● **Given request**:
Pick out every line in the data that contains the string "instance". Case counts.
* START Provided information *
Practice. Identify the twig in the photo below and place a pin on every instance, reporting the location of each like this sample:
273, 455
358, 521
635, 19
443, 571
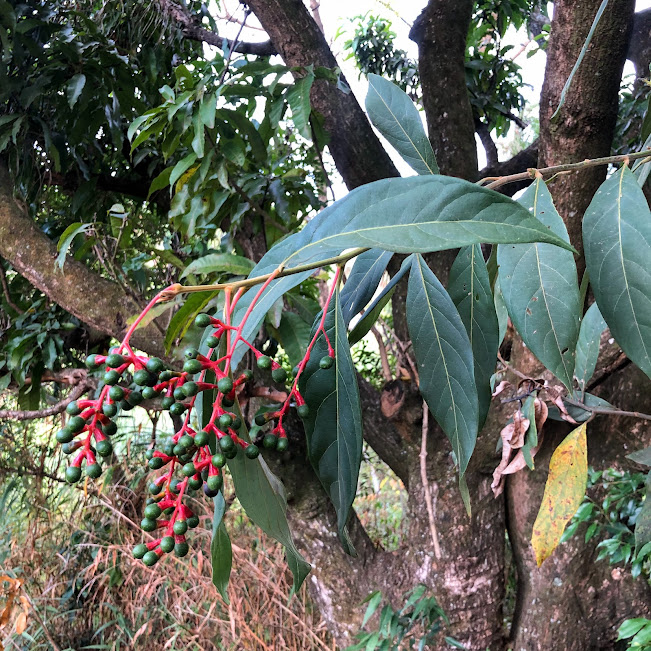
* END Provided information *
● **Output of the task**:
Practice. Identify the twig in the photo below and place a pin on every instance, reporting the location of each like this sample:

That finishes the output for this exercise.